• Task description: Leave out the pictures and repeat exactly the lines from the one containing "Find the marble" through the end of the records.
___ Supplied entries
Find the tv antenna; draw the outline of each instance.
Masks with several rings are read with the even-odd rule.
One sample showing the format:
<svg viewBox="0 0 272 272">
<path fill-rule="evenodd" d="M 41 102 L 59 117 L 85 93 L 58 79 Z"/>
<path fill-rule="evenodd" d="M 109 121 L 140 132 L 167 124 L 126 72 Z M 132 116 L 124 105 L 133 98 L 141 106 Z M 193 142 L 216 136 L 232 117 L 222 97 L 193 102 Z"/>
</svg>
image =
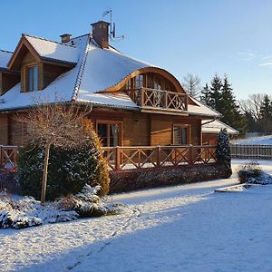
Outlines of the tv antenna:
<svg viewBox="0 0 272 272">
<path fill-rule="evenodd" d="M 124 39 L 124 35 L 116 36 L 115 23 L 112 23 L 112 10 L 109 9 L 103 12 L 102 17 L 110 15 L 110 39 L 112 42 L 120 42 Z"/>
</svg>

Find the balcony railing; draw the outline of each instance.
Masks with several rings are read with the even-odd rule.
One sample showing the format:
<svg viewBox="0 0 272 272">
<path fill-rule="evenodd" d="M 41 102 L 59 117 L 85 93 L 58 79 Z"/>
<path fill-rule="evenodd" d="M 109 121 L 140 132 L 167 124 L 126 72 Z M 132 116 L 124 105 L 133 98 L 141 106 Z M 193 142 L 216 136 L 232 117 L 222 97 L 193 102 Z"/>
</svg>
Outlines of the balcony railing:
<svg viewBox="0 0 272 272">
<path fill-rule="evenodd" d="M 103 147 L 111 170 L 209 164 L 217 161 L 216 146 Z"/>
<path fill-rule="evenodd" d="M 121 146 L 103 147 L 109 170 L 140 170 L 209 164 L 217 161 L 216 146 Z M 17 170 L 16 146 L 0 146 L 0 169 Z"/>
<path fill-rule="evenodd" d="M 186 93 L 150 88 L 131 89 L 126 92 L 143 111 L 174 111 L 180 113 L 186 113 L 188 111 Z"/>
</svg>

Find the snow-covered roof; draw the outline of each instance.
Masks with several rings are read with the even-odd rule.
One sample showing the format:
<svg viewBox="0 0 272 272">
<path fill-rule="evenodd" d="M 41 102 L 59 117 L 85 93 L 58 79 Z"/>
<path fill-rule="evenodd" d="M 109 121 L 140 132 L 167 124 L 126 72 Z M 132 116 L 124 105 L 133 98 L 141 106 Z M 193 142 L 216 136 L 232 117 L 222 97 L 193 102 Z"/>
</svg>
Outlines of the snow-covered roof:
<svg viewBox="0 0 272 272">
<path fill-rule="evenodd" d="M 6 68 L 6 64 L 10 60 L 13 53 L 0 50 L 0 68 Z"/>
<path fill-rule="evenodd" d="M 75 46 L 24 34 L 36 53 L 44 58 L 77 63 L 79 51 Z"/>
<path fill-rule="evenodd" d="M 196 103 L 196 105 L 188 105 L 188 112 L 189 115 L 209 116 L 213 118 L 219 118 L 221 116 L 221 113 L 203 104 L 199 100 L 191 96 L 190 99 Z"/>
<path fill-rule="evenodd" d="M 140 107 L 125 93 L 98 93 L 121 82 L 134 71 L 156 67 L 126 56 L 115 48 L 102 49 L 85 34 L 72 39 L 67 44 L 24 34 L 37 53 L 44 58 L 76 63 L 69 72 L 62 74 L 43 91 L 20 92 L 20 83 L 1 96 L 0 111 L 27 108 L 34 101 L 54 102 L 55 95 L 63 102 L 90 102 L 96 106 L 125 108 L 140 111 Z M 157 67 L 159 68 L 159 67 Z M 191 98 L 189 115 L 209 118 L 220 114 Z"/>
<path fill-rule="evenodd" d="M 202 120 L 202 132 L 219 133 L 220 130 L 227 129 L 228 134 L 238 134 L 239 131 L 219 120 Z"/>
</svg>

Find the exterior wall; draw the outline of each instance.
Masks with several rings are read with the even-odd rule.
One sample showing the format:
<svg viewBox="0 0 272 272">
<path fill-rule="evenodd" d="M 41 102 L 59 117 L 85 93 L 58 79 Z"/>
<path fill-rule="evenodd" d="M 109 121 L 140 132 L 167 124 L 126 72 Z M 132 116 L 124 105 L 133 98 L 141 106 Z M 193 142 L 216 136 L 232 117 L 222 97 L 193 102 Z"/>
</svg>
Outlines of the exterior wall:
<svg viewBox="0 0 272 272">
<path fill-rule="evenodd" d="M 151 116 L 151 145 L 170 145 L 173 143 L 174 124 L 189 124 L 190 136 L 189 144 L 201 144 L 201 121 L 200 119 L 152 114 Z"/>
<path fill-rule="evenodd" d="M 24 125 L 15 120 L 15 114 L 9 116 L 8 128 L 8 144 L 24 145 Z"/>
<path fill-rule="evenodd" d="M 0 114 L 0 145 L 8 145 L 7 114 Z"/>
<path fill-rule="evenodd" d="M 208 145 L 217 145 L 219 134 L 216 133 L 203 133 L 202 142 Z"/>
<path fill-rule="evenodd" d="M 99 121 L 121 122 L 122 131 L 121 133 L 123 146 L 171 145 L 174 124 L 189 124 L 190 128 L 189 143 L 201 144 L 201 120 L 197 117 L 94 109 L 90 118 L 92 120 L 94 127 Z"/>
<path fill-rule="evenodd" d="M 121 124 L 121 141 L 123 146 L 156 146 L 173 143 L 174 124 L 189 124 L 190 136 L 189 144 L 201 144 L 201 120 L 199 118 L 93 109 L 89 117 L 94 129 L 99 121 L 112 121 Z M 8 141 L 10 145 L 24 144 L 24 126 L 10 115 L 8 118 Z"/>
</svg>

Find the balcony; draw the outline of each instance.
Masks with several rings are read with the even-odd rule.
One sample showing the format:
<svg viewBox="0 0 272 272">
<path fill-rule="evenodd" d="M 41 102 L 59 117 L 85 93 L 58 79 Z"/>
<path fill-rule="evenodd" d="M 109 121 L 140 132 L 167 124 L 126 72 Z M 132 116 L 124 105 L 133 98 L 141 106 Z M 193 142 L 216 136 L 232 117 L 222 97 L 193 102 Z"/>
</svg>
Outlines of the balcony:
<svg viewBox="0 0 272 272">
<path fill-rule="evenodd" d="M 126 90 L 142 112 L 188 115 L 186 93 L 161 91 L 151 88 Z"/>
</svg>

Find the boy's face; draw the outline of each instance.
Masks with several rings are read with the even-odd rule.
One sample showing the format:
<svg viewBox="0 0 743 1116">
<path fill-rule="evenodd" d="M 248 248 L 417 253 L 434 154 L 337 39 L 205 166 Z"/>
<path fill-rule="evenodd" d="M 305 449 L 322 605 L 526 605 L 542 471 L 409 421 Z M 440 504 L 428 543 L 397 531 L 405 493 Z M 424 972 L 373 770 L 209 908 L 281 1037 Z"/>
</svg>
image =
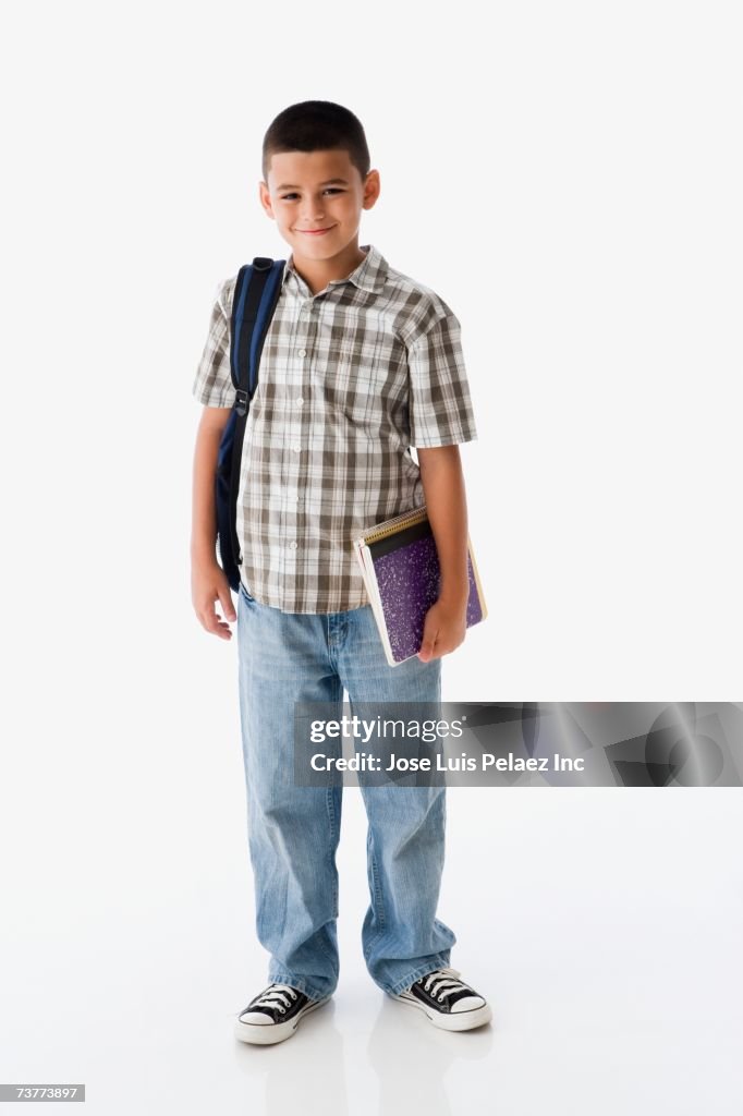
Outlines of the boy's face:
<svg viewBox="0 0 743 1116">
<path fill-rule="evenodd" d="M 379 172 L 363 181 L 347 151 L 274 154 L 268 183 L 260 183 L 261 204 L 298 259 L 328 260 L 357 248 L 361 211 L 378 195 Z"/>
</svg>

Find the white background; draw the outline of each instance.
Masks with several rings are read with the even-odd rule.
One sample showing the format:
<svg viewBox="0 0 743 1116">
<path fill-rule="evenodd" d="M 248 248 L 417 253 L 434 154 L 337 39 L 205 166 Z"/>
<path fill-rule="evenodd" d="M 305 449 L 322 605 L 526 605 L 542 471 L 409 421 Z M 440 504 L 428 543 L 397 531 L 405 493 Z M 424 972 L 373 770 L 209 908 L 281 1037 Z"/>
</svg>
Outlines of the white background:
<svg viewBox="0 0 743 1116">
<path fill-rule="evenodd" d="M 211 297 L 287 254 L 258 202 L 269 123 L 337 100 L 382 177 L 360 242 L 463 327 L 490 617 L 444 696 L 741 696 L 739 20 L 6 13 L 3 1081 L 86 1081 L 102 1114 L 287 1112 L 302 1075 L 309 1112 L 740 1112 L 737 790 L 452 793 L 441 914 L 494 1008 L 467 1036 L 366 977 L 347 791 L 334 1007 L 273 1050 L 234 1042 L 267 960 L 237 645 L 197 625 L 189 569 Z"/>
</svg>

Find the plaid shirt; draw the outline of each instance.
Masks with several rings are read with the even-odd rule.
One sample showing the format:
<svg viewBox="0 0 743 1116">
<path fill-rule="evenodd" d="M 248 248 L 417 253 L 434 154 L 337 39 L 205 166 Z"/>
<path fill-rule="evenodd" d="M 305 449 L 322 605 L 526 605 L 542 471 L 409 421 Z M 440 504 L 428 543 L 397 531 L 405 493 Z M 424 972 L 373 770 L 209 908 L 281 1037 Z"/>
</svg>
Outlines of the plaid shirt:
<svg viewBox="0 0 743 1116">
<path fill-rule="evenodd" d="M 460 323 L 372 244 L 318 295 L 283 270 L 261 356 L 237 508 L 247 591 L 286 613 L 368 604 L 353 542 L 425 502 L 408 446 L 477 437 Z M 192 394 L 230 407 L 237 275 L 216 287 Z"/>
</svg>

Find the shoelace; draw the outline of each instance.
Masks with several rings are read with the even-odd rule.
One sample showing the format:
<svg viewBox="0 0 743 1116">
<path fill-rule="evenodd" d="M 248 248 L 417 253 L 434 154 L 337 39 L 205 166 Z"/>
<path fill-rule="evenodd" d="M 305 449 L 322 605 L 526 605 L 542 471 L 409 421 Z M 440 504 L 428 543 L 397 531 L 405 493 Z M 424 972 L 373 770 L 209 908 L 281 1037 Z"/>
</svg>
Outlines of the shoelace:
<svg viewBox="0 0 743 1116">
<path fill-rule="evenodd" d="M 287 995 L 287 992 L 289 995 Z M 293 988 L 288 984 L 269 984 L 264 992 L 253 1001 L 253 1008 L 278 1008 L 283 1016 L 287 1008 L 290 1007 L 291 1000 L 297 999 L 297 993 Z"/>
<path fill-rule="evenodd" d="M 459 969 L 434 969 L 433 972 L 426 973 L 425 977 L 419 977 L 416 984 L 422 984 L 424 991 L 428 992 L 435 1000 L 443 1003 L 444 998 L 451 995 L 453 992 L 462 992 L 466 989 L 467 992 L 475 994 L 473 988 L 470 984 L 465 984 L 463 980 L 457 980 L 460 977 Z"/>
</svg>

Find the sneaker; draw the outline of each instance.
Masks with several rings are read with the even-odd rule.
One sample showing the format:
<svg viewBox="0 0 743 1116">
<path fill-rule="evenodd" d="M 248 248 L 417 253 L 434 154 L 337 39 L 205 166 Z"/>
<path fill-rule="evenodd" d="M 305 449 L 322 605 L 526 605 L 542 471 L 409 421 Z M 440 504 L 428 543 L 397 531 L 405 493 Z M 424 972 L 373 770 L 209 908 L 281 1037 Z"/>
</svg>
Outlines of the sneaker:
<svg viewBox="0 0 743 1116">
<path fill-rule="evenodd" d="M 393 995 L 393 1000 L 418 1008 L 435 1027 L 445 1031 L 469 1031 L 489 1023 L 493 1017 L 490 1004 L 459 977 L 457 969 L 434 969 L 405 992 Z"/>
<path fill-rule="evenodd" d="M 299 1022 L 310 1011 L 330 999 L 310 1000 L 289 984 L 269 984 L 238 1016 L 234 1033 L 242 1042 L 283 1042 L 291 1038 Z"/>
</svg>

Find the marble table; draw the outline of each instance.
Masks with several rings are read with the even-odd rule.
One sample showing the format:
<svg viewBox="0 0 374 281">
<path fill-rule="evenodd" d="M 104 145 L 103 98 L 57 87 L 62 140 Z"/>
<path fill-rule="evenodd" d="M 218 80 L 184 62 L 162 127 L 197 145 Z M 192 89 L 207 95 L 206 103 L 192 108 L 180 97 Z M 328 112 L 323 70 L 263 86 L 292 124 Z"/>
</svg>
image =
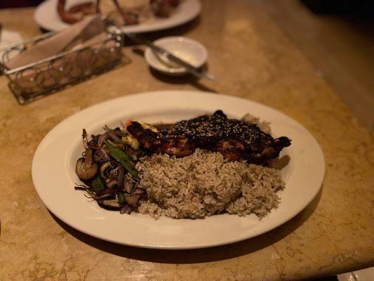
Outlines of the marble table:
______
• Final answer:
Find the marble table; draw the outline of each instance.
Masks with several rings are read with the even-odd rule.
One sample showing the format:
<svg viewBox="0 0 374 281">
<path fill-rule="evenodd" d="M 104 145 L 103 98 L 57 87 L 62 140 Z"/>
<path fill-rule="evenodd" d="M 218 80 L 184 62 L 162 127 L 197 145 Z M 192 89 L 207 95 L 206 103 L 192 108 L 180 97 Z M 328 112 L 323 70 L 263 86 L 292 124 Z"/>
</svg>
image =
Outlines of the marble table:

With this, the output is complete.